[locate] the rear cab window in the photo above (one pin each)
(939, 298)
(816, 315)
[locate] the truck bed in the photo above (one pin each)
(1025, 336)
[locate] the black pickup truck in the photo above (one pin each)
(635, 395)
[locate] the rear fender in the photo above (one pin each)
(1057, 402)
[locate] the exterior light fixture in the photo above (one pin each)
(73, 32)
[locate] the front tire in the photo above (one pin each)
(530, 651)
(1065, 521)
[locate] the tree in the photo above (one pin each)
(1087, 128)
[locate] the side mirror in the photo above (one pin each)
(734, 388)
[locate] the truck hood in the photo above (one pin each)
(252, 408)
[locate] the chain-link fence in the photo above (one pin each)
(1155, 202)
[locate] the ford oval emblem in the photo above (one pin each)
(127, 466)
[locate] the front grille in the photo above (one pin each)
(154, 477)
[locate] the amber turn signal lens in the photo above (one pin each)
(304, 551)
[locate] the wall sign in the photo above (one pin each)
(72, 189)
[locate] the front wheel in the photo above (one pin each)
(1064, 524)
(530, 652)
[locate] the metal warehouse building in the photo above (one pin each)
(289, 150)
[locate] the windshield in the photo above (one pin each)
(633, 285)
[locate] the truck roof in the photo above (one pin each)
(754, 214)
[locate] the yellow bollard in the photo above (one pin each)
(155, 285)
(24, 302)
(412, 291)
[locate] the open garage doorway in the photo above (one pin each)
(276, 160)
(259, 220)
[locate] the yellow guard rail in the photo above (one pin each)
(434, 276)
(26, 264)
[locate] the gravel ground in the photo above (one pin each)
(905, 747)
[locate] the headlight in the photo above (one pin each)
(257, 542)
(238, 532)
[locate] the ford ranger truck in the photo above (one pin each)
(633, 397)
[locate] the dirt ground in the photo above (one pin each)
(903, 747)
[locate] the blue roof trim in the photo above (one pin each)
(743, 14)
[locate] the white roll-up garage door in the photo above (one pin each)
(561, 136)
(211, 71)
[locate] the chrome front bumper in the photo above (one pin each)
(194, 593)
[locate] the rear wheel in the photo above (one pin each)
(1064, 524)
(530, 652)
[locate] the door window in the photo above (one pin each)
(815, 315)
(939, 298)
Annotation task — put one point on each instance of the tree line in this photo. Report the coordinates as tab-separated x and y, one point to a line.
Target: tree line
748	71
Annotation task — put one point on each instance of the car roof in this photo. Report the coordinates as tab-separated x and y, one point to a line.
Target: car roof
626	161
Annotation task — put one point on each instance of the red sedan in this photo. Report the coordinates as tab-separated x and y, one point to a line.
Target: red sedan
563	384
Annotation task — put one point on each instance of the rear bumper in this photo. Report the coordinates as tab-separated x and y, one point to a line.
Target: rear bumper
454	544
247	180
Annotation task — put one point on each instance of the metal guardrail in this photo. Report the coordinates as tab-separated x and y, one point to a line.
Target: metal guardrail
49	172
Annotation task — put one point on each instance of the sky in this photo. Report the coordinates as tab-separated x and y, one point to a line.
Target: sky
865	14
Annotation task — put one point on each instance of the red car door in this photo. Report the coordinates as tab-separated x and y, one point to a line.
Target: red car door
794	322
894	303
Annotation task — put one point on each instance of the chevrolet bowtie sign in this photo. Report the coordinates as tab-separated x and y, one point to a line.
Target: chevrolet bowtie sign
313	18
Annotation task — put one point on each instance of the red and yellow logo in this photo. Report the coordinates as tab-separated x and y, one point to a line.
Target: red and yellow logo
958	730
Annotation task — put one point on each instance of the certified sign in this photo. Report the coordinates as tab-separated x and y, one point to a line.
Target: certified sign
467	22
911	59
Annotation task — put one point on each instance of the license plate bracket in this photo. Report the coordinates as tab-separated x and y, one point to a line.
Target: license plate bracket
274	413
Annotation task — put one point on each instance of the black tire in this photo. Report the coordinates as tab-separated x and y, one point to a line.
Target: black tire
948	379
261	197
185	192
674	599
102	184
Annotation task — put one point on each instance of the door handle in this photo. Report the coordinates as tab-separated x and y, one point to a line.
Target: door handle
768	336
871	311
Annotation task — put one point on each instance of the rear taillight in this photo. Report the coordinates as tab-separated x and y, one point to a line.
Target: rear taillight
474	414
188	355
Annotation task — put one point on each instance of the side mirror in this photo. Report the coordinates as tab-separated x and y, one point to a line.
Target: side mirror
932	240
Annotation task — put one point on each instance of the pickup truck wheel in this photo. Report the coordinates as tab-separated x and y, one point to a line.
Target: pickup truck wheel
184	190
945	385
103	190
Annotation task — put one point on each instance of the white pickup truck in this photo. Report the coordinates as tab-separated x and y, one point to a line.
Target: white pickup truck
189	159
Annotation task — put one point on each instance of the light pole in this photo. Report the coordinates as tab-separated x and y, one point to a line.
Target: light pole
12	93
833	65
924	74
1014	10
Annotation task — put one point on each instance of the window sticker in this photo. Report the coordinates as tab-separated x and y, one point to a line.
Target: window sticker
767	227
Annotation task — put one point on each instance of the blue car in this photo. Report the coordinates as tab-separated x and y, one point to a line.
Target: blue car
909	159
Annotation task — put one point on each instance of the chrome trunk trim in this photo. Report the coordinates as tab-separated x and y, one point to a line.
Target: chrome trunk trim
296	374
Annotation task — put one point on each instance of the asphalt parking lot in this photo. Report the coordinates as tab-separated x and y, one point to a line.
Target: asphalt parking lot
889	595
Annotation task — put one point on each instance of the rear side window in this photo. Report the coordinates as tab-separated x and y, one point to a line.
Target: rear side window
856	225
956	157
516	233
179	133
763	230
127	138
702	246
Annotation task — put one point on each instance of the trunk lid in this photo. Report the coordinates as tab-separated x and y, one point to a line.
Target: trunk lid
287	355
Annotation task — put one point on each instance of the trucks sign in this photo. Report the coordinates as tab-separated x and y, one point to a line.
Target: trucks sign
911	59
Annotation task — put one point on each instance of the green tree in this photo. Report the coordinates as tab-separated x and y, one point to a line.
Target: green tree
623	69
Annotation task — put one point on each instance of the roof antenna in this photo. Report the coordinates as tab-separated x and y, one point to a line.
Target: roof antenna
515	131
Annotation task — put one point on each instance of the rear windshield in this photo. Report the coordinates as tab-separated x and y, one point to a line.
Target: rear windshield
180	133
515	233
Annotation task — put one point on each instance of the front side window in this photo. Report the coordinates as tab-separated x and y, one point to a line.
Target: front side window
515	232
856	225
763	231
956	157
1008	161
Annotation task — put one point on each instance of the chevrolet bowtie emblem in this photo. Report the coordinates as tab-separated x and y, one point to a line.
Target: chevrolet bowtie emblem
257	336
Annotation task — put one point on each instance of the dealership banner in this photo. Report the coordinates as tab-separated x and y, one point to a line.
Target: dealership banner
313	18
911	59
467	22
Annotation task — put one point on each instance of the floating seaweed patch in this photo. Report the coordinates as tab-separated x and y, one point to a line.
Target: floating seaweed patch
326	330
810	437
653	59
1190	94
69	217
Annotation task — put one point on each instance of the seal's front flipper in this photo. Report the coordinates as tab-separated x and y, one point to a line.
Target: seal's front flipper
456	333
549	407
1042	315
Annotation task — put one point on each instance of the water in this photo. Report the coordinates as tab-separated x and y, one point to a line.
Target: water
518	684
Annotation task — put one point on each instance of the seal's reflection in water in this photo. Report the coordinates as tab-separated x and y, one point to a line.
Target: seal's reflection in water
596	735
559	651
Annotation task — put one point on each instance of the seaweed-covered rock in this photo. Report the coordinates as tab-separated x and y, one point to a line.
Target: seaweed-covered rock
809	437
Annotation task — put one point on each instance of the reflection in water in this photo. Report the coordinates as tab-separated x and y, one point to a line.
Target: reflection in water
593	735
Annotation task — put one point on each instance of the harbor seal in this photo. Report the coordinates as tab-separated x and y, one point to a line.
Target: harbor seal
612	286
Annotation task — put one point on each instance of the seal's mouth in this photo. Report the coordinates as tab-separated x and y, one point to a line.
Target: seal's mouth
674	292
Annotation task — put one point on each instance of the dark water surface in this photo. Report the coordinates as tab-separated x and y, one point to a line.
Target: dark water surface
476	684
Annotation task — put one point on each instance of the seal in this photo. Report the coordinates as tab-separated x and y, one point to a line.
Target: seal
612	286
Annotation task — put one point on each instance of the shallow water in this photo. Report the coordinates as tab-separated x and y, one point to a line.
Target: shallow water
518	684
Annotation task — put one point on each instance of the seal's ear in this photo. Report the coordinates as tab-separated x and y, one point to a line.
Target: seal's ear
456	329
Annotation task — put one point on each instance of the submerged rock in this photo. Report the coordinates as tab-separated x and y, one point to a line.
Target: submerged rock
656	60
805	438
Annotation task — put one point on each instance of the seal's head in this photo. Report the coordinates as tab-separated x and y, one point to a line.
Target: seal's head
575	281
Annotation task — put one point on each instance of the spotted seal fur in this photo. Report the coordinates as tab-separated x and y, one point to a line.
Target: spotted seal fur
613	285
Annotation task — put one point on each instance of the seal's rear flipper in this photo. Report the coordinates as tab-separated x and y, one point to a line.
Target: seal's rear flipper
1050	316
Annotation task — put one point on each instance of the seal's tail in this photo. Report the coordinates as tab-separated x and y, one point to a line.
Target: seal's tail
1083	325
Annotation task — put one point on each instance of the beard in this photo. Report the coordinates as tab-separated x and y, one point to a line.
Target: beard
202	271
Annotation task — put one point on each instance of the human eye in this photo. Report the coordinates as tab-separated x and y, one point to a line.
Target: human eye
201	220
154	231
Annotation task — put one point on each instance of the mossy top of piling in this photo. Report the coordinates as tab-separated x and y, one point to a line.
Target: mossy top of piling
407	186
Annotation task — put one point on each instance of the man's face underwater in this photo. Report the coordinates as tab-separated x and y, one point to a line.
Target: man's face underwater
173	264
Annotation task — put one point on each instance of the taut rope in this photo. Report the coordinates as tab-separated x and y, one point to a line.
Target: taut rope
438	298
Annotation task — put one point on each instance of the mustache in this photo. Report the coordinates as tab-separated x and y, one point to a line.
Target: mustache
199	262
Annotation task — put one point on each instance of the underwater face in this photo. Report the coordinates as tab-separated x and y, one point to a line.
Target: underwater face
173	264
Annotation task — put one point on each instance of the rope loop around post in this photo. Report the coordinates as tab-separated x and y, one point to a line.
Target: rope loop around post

===============

→ Problem requirements: Return every line from the material that contains the word "post".

→ Response:
Annotation task — put one point on each instance of the rope loop around post in this photo. Report the coordinates as tab-separated x and y, one point to a line.
Target: rope loop around post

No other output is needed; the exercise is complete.